TRECHO DE ORIGEM:
=-=-=-=-=
A União Europeia está mais unida do que nunca. Mesmo partidos de extrema direita sabidamente financiados pelo Kremlin se posicionaram contra a invasão russa, como foi o caso da Frente Nacional de Marine Le Pen. A partir de agora ficará bem mais difícil para políticos europeus defender alguma agenda mais alinhada ao Kremlin. A União Europeia adotou um papel de protagonismo nessa crise, dando respostas rápidas, coisa pouco comum para uma organização que é extremamente burocrática. Mesmo a Suíça abandonou sua tradicional posição de neutralidade para se juntar às sanções impostas à Rússia.

Quanto à Otan, Putin deu à organização atlântica aquilo que lhe faltava desde o final da Guerra Fria: uma razão para existir. Posições atuais serão reforçadas, Alemanha vai finalmente começar a investir mais em defesa, e países como Suécia e Finlândia devem rever sua não-participação na Otan.
=-=-=-=-=
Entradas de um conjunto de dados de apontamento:
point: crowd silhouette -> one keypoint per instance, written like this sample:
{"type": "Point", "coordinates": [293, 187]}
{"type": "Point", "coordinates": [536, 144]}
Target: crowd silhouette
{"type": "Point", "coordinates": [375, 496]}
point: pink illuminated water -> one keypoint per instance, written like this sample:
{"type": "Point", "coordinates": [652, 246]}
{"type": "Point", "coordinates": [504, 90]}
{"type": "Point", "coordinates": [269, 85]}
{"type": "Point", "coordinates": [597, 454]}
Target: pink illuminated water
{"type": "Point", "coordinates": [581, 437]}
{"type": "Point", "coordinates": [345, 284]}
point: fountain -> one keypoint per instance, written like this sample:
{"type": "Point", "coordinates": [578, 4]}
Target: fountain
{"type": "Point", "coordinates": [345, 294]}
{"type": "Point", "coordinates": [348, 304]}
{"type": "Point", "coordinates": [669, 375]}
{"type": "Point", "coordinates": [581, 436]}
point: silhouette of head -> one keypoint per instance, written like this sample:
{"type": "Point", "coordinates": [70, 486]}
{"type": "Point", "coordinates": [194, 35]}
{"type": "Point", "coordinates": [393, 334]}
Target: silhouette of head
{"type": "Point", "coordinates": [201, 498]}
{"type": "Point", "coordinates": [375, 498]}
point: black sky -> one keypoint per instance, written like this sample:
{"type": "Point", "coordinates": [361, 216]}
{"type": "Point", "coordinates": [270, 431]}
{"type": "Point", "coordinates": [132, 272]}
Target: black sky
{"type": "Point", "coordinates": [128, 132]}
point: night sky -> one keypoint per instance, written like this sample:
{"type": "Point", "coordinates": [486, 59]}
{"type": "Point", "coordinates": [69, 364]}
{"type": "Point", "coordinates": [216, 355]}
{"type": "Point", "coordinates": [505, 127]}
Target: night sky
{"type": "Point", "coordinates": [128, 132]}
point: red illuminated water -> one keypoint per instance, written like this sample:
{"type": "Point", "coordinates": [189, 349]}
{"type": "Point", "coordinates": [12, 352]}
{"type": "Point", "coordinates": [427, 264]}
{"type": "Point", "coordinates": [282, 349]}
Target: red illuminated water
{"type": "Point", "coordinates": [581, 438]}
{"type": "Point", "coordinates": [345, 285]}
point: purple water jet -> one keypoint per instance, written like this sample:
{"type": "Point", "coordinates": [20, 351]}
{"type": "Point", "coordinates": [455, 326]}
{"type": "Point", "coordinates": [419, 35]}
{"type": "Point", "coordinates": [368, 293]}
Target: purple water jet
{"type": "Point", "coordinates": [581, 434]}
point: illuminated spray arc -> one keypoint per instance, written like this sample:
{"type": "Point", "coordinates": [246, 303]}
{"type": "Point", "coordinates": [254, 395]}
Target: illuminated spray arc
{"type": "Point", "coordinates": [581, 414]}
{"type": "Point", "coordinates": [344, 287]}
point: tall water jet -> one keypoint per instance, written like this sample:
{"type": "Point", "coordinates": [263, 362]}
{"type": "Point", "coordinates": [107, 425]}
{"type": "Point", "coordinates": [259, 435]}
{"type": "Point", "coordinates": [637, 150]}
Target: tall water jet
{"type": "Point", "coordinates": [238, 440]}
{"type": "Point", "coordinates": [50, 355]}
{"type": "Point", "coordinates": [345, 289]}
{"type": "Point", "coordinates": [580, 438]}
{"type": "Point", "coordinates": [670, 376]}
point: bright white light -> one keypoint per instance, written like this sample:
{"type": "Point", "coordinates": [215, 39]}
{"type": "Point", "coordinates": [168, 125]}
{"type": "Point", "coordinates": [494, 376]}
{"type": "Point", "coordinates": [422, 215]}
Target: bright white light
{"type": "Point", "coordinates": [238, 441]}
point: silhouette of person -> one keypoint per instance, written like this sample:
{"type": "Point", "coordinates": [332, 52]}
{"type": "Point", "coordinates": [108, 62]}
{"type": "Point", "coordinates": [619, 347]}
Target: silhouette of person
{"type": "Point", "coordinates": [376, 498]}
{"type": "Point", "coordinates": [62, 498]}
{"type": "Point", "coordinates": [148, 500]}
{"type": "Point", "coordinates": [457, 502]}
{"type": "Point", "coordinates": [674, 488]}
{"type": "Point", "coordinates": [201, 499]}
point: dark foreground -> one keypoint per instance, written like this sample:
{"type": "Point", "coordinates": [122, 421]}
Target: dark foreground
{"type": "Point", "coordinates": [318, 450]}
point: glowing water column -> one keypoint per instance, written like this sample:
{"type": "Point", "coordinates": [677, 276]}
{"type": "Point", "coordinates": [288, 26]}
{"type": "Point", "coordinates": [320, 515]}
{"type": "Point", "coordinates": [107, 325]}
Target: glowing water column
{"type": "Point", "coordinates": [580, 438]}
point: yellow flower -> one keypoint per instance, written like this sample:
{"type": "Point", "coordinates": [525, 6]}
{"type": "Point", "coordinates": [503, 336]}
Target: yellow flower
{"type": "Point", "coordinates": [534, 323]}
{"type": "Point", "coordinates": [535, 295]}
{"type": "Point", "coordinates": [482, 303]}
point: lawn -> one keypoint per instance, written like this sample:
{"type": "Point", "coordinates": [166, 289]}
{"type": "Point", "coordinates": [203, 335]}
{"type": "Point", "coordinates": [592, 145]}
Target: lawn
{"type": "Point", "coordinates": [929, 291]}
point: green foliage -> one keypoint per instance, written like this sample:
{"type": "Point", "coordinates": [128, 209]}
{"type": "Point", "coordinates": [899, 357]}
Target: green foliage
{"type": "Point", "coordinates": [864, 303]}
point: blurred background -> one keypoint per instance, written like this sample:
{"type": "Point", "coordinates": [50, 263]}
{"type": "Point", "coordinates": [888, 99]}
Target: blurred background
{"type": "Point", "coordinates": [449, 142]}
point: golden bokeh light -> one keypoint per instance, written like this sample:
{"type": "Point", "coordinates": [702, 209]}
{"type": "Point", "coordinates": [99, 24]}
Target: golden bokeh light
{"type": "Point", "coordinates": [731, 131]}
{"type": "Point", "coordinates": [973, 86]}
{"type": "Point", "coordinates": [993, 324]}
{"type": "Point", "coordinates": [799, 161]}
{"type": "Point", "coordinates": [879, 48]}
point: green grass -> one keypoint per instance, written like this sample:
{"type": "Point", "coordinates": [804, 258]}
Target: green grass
=-=-=-=-=
INSTRUÇÕES:
A) Segundo o trecho de origem, que país abandonou sua tradicional posição de neutralidade para aderir às sanções impostas à Rússia?
B) Repita, sem qualquer alteração, a parte do trecho de origem que começa em "Quanto à Otan, Putin" e termina em "não-participação na Otan.".

RESPOSTAS POR TAREFA:
A) A Suíça.

B)
Quanto à Otan, Putin deu à organização atlântica aquilo que lhe faltava desde o final da Guerra Fria: uma razão para existir. Posições atuais serão reforçadas, Alemanha vai finalmente começar a investir mais em defesa, e países como Suécia e Finlândia devem rever sua não-participação na Otan.